▸ **DIRECTIVE**: Reproduce this listing in full.

▸ **DATA LINES**:
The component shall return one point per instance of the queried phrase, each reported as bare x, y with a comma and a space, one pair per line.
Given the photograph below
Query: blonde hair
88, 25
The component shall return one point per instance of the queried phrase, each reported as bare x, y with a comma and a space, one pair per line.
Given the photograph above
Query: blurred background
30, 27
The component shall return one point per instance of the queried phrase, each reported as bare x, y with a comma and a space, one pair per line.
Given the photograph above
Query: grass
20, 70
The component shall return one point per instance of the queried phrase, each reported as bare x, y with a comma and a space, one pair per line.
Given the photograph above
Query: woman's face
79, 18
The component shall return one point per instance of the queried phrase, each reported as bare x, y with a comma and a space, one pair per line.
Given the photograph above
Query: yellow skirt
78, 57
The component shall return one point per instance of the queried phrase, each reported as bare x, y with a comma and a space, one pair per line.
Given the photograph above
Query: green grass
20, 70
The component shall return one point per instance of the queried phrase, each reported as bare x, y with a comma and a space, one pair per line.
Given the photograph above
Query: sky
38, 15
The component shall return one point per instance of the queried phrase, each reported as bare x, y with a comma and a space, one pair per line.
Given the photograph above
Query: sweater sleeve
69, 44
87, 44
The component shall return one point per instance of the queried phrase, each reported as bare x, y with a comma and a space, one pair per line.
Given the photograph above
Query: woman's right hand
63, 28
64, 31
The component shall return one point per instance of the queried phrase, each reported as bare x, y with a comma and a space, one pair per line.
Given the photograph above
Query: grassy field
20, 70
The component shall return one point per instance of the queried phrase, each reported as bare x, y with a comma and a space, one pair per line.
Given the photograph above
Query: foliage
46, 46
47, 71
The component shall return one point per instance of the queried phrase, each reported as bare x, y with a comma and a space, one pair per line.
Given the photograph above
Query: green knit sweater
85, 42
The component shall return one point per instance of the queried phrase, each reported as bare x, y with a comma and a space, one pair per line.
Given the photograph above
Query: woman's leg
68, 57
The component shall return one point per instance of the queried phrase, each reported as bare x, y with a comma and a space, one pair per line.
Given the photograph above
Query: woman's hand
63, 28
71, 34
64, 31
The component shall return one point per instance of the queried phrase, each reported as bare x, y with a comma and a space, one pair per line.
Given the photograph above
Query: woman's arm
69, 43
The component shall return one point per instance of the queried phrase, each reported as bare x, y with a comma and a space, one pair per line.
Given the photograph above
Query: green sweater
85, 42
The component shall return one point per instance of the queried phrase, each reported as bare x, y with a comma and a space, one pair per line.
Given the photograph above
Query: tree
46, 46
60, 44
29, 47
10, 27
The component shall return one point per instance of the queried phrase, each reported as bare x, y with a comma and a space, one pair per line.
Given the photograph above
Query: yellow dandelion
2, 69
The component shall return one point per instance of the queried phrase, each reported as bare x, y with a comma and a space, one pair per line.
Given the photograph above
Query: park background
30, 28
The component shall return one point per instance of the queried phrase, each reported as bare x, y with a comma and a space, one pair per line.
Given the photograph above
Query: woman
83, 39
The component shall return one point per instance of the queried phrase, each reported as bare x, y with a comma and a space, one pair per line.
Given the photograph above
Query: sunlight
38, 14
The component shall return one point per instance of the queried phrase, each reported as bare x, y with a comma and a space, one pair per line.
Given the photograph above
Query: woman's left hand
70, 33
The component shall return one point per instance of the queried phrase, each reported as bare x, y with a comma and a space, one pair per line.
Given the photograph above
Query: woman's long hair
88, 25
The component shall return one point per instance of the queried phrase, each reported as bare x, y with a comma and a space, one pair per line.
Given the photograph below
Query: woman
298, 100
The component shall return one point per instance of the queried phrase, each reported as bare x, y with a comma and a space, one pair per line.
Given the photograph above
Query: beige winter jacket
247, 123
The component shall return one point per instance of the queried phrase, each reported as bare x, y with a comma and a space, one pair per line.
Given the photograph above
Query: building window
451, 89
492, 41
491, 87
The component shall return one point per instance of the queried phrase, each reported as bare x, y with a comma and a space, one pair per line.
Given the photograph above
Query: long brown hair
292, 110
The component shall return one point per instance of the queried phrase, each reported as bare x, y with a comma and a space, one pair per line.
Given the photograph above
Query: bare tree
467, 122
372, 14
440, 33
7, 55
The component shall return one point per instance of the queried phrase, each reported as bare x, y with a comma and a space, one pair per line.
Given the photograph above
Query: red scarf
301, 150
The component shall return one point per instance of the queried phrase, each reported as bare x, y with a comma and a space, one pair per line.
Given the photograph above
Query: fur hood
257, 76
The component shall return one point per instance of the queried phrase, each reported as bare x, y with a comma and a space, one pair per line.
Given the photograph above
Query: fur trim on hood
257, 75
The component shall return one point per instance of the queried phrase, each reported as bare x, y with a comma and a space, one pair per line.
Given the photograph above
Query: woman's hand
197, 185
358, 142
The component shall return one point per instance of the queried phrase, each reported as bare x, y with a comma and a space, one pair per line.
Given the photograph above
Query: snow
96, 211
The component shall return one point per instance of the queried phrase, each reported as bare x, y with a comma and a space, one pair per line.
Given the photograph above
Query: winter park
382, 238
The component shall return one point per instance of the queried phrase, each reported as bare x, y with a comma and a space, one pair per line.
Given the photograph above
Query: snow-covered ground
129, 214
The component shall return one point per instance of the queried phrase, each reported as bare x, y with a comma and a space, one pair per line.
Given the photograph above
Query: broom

▸ **TASK OUTPUT**:
The component shall return one point per instance of the queried phrase, each reported as bare x, y with a comma and a space, one pair per line.
Given the photograph below
Query: blonde hair
88, 25
The component shall return one point per instance of the queried phrase, each reported as bare x, y with a comma and a space, one pair per line.
Given the photograph above
Query: blurred background
30, 27
The component shall return one point per instance of the queried phrase, each reported as bare x, y with a comma and a space, one pair per line.
Given the photograph above
Query: grass
20, 70
The component shall return one point per instance of the queried phrase, each reported as bare x, y with a comma and a space, one pair per line.
Given the photograph above
Query: woman's face
79, 18
The component shall return one point per instance of the queried phrase, each reported as bare x, y with a comma and a space, one pair per line.
Given the photograph above
Query: yellow skirt
78, 57
The component shall return one point per instance of the queried phrase, each reported as bare x, y with a comma and a space, one pair per line.
Given the photograph above
Query: green grass
20, 70
The component shall return one point per instance of the queried phrase, each reported as bare x, y with a comma and a space, one pair per line.
Given the photograph above
Query: sky
38, 15
The component shall return one point per instance of the queried phrase, each reported as bare x, y with a comma and a space, one pair per line.
Given the photograph above
Query: sweater sleeve
69, 44
87, 44
The component shall return one point per instance of the queried phrase, each reported as bare x, y with a comma and a space, one pair per line.
Given the photograph above
Query: woman's right hand
63, 28
64, 31
The component shall return one point per instance of the queried phrase, each reported as bare x, y with a comma and a space, one pair per line.
Given the photograph above
Query: grassy field
20, 70
The component shall return one point per instance of the queried phrase, each reported as bare x, y with a comma and a space, one pair per line.
Given the photograph above
Query: foliage
46, 46
47, 71
The component shall return one point per instance of the queried phrase, each reported as bare x, y with a comma and a space, one pair per line.
Given the photograph above
Query: green knit sweater
85, 42
The component shall return one point per instance of the queried phrase, each reported as bare x, y with a comma and a space, one pair per line.
Given the photograph above
Query: woman's leg
68, 57
The component shall return one point per instance of the queried phrase, each reported as bare x, y with a comma and a space, one pair per line.
Given the photograph above
Query: woman's hand
63, 28
71, 34
64, 31
The component shall return one point per instance of the queried phrase, each reported as bare x, y with a comma and a space, one pair per line.
Given the photograph above
Query: woman's arm
69, 43
The component shall return one point per instance of the queried phrase, each reported as bare x, y with a comma and a space, one pair per line.
Given the photograph above
Query: green sweater
85, 42
The component shall return one point per instance of the queried phrase, each reported as bare x, y with a comma and a space, one pair per line.
Given the photograph above
Query: tree
46, 46
60, 44
29, 47
10, 27
The component shall return one point per instance of the queried phrase, each reported as bare x, y with a comma and a space, one pair per line.
Given the photograph above
Query: yellow dandelion
2, 69
The component shall return one point per instance of the queried phrase, each reported as bare x, y with a comma and a space, one pair per line.
Given the photograph above
Query: park background
30, 28
The component shall return one point per instance of the queried phrase, each reported as bare x, y with a comma and a space, one pair per line.
Given the photograph above
Query: woman
83, 39
The component shall return one point per instance of the queried phrase, each reported as bare x, y with a comma and a space, one pair per line.
Given the photograph above
Query: sunlight
38, 14
The component shall return one point per instance of the queried phrase, each reported as bare x, y with a comma and a space, one pair per line.
Given the photograph above
Query: woman's left hand
70, 33
The component shall return one point per instance of the queried phrase, each reported as bare x, y with a comma and a space, one pair per line.
Given the photograph above
Query: woman's long hair
88, 25
The component shall return one point per instance of the queried phrase, each reported as bare x, y with a comma and a space, one pair per line.
Given the photograph below
Query: woman
298, 100
The component shall return one point per instance of the queried phrase, each reported as bare x, y with a comma and a space, one pair per line.
Given the photograph above
Query: beige winter jacket
247, 123
The component shall return one point per instance of the queried phrase, each reported as bare x, y with a comma and a space, one pair per line.
Given the photograph above
Query: building window
451, 89
492, 41
491, 87
The component shall return one point per instance of the queried phrase, each reported as bare x, y with a comma and a space, one pair per line.
Given the photograph above
Query: long brown hair
292, 110
The component shall return one point per instance of the queried phrase, each reported as bare x, y with a comma and a space, one pair per line.
Given the photograph above
Query: bare tree
467, 122
372, 14
440, 33
7, 55
The component shall return one point per instance of the queried phrase, each reported as bare x, y with a comma and a space, one pair per line.
Given the photograph above
Query: red scarf
301, 150
The component shall return one point per instance of the queried phrase, each reported as bare x, y with a comma and a space, one pair per line.
Given the photograph above
Query: fur hood
257, 76
The component shall return one point per instance of the queried phrase, each reported as bare x, y with a comma and a space, one pair per line.
Given the photograph above
Query: fur trim on hood
257, 75
The component shall return one point per instance of the queried phrase, each reported as bare x, y with a comma and a space, one pair per line.
Given the photograph above
Query: woman's hand
197, 185
358, 142
The component shall return one point per instance of the queried phrase, each reported as bare x, y with a comma and a space, one pair per line.
Given the photograph above
Query: snow
96, 211
The component shall return one point per instance of the queried phrase, each reported as bare x, y with a comma and a space, one pair per line.
Given the photograph above
Query: winter park
382, 238
The component shall return one point per instance of the queried phrase, each reported as bare x, y with a comma and a space, one pair per line.
Given the photograph above
Query: snow-covered ground
129, 214
The component shall return one point per instance of the queried phrase, each reported as bare x, y with a comma and a space, one pair per line.
Given the photograph above
Query: broom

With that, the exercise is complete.